## To be done
Copy the lines of the records verbatim, starting at the line containing "Target: mulch bed" and ending at the line containing "(1065, 622)", both included.

## Dataset entries

+++++

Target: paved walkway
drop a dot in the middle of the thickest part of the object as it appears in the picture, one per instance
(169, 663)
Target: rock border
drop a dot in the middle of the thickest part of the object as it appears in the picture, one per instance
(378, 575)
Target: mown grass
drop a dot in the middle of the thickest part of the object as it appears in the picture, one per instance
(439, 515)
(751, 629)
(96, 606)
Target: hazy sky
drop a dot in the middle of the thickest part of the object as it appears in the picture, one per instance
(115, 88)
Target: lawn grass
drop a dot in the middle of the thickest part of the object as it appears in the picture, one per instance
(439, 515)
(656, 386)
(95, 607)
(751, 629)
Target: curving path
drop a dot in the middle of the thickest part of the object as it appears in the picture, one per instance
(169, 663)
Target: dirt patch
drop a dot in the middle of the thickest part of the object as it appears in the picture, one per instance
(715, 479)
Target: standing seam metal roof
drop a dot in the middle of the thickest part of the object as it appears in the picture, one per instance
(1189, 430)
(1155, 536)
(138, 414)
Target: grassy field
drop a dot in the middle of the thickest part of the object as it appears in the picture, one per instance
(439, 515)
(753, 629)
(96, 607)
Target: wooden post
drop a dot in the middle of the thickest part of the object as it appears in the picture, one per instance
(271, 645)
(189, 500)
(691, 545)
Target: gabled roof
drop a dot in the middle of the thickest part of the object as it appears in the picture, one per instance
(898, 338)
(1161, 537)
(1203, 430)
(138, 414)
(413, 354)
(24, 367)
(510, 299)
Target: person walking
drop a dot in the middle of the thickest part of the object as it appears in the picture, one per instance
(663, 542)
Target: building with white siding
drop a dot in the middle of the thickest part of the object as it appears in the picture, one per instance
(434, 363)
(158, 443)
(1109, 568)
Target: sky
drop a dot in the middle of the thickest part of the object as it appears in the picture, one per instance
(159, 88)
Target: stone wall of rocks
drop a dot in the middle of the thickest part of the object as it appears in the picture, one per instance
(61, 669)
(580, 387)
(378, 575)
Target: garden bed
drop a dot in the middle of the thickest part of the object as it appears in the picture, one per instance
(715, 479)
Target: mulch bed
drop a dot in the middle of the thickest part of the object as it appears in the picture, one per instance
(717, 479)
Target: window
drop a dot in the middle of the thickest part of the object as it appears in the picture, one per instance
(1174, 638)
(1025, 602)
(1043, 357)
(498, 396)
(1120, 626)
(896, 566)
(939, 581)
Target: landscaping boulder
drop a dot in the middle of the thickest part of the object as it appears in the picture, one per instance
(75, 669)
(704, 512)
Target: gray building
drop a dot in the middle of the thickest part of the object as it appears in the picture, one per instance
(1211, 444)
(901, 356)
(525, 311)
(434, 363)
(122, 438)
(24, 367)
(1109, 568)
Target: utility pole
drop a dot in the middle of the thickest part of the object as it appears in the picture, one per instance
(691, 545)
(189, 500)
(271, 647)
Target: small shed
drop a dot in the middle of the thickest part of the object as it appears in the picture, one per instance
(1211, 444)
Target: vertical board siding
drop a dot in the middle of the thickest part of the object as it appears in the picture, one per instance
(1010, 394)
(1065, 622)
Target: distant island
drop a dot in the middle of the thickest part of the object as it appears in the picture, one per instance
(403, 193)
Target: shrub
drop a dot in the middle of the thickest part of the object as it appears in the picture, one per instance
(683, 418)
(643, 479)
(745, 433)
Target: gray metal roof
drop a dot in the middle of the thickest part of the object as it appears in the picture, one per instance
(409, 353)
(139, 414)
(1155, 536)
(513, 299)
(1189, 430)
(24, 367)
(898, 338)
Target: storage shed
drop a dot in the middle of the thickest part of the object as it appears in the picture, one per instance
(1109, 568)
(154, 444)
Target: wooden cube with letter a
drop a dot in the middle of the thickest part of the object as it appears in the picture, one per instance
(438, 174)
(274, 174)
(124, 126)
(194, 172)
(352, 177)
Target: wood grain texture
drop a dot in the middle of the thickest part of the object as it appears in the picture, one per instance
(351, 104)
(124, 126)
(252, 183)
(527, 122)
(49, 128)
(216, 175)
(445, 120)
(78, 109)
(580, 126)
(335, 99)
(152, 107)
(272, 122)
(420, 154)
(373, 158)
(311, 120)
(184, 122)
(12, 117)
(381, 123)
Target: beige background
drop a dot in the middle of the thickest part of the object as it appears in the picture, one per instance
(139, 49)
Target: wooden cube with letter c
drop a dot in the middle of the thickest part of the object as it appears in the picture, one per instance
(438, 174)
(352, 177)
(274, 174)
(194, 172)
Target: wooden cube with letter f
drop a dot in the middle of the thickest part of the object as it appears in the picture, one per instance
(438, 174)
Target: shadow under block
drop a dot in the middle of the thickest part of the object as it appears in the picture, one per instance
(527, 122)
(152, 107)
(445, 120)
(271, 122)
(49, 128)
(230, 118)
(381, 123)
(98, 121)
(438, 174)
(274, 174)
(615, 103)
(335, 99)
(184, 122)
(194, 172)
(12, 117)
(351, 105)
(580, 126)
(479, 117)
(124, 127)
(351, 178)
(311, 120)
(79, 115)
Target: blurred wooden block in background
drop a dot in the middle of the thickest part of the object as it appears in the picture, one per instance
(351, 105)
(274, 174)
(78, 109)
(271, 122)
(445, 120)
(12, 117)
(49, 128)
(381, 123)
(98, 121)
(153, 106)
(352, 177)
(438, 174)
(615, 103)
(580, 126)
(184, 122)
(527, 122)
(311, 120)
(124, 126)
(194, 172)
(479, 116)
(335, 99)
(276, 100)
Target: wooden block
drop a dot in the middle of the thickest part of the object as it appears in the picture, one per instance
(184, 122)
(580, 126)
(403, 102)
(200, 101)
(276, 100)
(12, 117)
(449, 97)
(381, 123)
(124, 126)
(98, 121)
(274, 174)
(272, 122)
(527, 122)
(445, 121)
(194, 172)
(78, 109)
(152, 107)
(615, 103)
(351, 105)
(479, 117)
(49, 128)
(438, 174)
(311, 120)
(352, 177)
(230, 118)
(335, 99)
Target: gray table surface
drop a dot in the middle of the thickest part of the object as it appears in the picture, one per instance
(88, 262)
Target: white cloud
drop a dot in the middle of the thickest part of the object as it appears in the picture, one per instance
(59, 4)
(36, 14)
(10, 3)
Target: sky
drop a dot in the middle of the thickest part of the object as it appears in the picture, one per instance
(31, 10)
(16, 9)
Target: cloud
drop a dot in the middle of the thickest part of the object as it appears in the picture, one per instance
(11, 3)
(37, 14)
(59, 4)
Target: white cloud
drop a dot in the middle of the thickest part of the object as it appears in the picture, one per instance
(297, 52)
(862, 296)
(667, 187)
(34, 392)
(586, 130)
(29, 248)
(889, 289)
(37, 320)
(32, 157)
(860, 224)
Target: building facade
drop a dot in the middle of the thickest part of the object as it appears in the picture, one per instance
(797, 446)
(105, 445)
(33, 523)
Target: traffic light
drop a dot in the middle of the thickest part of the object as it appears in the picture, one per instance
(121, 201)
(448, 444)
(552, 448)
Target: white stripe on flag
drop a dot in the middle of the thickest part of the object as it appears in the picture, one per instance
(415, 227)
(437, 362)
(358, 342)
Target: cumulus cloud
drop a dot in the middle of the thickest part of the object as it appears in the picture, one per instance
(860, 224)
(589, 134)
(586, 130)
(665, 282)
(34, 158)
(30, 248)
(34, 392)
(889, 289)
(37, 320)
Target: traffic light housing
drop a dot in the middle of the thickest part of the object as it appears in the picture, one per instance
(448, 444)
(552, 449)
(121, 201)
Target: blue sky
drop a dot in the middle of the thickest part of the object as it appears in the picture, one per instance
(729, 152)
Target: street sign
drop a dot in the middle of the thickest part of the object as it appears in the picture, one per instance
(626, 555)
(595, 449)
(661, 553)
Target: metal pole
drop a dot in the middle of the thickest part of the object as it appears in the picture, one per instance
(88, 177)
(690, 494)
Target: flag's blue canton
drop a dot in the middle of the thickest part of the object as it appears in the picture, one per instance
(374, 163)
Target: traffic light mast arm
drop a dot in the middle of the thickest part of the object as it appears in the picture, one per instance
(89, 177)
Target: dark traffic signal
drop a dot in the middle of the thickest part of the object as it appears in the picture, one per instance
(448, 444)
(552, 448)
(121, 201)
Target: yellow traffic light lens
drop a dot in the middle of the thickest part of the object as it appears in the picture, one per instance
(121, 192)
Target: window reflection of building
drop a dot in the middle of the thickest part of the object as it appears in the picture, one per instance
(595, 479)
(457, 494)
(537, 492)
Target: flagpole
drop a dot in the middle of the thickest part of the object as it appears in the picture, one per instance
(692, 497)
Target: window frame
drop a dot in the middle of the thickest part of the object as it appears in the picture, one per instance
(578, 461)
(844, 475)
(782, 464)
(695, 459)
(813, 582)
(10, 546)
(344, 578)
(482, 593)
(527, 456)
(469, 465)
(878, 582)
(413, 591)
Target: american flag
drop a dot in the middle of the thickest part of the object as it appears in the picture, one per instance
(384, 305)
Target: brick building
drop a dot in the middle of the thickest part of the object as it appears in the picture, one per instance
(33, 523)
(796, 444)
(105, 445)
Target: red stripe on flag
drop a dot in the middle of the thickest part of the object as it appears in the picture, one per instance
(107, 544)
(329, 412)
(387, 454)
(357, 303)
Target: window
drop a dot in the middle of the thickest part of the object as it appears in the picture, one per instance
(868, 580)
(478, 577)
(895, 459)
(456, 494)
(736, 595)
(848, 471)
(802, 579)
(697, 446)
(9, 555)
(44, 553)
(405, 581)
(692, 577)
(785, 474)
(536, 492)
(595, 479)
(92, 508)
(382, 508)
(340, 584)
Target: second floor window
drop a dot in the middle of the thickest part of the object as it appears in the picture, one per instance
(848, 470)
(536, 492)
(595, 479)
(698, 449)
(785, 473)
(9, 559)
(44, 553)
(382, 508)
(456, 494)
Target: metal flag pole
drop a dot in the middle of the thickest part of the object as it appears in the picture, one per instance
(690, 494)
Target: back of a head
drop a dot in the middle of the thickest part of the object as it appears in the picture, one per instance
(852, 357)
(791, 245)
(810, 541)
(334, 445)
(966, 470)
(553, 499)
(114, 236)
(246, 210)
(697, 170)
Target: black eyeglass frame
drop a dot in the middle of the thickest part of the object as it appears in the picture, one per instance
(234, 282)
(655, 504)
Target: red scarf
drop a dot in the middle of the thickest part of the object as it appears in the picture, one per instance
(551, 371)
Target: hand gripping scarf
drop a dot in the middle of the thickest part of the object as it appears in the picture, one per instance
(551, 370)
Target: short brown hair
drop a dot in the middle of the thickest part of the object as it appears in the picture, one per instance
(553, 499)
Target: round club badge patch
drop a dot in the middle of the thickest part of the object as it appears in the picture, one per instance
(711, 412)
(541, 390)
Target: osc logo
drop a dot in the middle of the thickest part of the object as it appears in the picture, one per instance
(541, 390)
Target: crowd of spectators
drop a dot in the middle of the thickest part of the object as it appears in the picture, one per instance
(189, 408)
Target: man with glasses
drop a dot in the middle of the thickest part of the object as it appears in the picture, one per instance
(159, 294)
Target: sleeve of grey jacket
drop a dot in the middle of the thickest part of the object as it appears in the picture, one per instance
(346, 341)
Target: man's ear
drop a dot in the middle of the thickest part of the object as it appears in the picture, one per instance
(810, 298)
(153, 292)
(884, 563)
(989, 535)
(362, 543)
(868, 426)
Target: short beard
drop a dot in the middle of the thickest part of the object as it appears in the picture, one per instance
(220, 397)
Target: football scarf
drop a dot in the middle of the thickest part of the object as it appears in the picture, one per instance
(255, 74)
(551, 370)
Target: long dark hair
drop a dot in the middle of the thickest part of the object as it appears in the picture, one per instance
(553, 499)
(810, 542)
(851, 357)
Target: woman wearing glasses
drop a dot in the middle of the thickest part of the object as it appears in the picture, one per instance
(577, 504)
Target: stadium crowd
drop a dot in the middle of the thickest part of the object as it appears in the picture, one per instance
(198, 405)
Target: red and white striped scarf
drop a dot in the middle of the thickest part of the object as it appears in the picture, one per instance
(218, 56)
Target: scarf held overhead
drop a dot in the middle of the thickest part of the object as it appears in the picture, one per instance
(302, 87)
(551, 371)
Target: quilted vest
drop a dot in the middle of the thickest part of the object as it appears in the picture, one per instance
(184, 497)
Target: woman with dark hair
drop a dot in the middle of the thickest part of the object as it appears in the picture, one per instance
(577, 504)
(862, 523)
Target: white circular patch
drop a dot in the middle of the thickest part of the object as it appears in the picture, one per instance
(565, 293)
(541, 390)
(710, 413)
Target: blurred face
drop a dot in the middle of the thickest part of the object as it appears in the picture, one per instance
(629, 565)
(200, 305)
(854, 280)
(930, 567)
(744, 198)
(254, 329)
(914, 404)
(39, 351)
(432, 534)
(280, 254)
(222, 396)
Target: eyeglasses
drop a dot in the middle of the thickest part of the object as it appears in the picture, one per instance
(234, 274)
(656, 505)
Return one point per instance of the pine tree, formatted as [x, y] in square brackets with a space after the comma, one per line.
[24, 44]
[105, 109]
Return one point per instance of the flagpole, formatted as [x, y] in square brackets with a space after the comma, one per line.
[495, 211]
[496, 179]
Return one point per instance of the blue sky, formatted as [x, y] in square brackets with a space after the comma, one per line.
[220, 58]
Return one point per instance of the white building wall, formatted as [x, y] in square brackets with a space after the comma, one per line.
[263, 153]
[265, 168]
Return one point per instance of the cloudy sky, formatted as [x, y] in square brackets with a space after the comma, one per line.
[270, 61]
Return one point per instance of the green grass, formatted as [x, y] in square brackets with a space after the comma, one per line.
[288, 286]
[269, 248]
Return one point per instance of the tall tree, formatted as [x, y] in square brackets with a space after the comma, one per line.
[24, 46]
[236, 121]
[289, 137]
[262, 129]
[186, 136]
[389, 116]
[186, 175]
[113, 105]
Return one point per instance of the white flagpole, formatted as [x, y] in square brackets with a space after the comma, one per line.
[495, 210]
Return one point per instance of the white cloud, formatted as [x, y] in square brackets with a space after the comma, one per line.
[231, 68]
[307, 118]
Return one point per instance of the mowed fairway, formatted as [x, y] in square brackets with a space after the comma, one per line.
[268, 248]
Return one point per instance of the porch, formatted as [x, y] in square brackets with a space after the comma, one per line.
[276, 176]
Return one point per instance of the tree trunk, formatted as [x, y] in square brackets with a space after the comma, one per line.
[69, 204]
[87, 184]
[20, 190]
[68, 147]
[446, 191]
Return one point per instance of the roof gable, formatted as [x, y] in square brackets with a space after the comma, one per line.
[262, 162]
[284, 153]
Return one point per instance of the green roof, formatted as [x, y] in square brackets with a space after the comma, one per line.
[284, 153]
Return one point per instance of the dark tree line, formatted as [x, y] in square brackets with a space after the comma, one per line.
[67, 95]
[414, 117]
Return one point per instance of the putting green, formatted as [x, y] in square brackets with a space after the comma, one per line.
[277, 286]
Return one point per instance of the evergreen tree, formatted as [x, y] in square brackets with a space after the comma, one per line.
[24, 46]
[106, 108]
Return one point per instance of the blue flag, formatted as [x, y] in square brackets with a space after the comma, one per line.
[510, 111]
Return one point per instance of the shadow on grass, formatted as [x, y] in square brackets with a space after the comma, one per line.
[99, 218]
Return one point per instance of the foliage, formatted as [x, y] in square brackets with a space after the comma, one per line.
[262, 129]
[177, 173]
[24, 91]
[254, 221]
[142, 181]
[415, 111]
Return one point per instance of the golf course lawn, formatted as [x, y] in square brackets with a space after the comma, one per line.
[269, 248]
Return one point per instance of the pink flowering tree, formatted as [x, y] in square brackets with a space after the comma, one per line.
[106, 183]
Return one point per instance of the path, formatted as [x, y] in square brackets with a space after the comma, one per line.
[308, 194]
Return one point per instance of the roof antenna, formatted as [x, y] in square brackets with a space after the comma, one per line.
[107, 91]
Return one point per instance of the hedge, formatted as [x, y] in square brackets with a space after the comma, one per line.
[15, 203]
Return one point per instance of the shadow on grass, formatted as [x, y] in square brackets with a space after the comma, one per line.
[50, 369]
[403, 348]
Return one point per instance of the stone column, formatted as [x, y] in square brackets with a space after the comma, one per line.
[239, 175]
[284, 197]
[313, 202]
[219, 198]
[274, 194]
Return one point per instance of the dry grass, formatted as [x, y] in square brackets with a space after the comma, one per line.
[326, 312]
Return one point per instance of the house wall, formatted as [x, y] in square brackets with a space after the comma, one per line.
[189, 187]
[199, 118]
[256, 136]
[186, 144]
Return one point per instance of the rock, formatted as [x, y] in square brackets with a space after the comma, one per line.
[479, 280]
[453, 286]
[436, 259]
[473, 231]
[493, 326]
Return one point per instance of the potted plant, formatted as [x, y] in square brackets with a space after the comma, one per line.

+++++

## Response
Target: mulch bed
drop a dot in the middle of the thickest part of the object as it appears in the picture, one per instance
(717, 479)
Target: window
drop a dot in the middle of the thickest part of the object as it appears in the picture, one per instance
(1174, 638)
(1025, 602)
(1043, 357)
(498, 396)
(1120, 626)
(896, 566)
(939, 581)
Target: landscaping boulder
drop a dot in the middle of the thickest part of the object as it appears in the picture, one per instance
(75, 669)
(704, 512)
Target: gray building
drop a dot in the middle of the thickest part of the object as it appears in the picture, one per instance
(1211, 444)
(901, 356)
(525, 311)
(434, 363)
(122, 438)
(24, 367)
(1109, 568)
Target: utility pole
drop a dot in the middle of the thickest part of the object as it appears in the picture, one per instance
(691, 545)
(189, 500)
(271, 647)
Target: small shed
drop a dot in the middle of the thickest part of the object as it appears in the picture, one per instance
(1211, 444)
Target: vertical board siding
drop a dot in the middle of the thickest part of the object as it appears in the picture, one per instance
(1010, 394)
(1065, 622)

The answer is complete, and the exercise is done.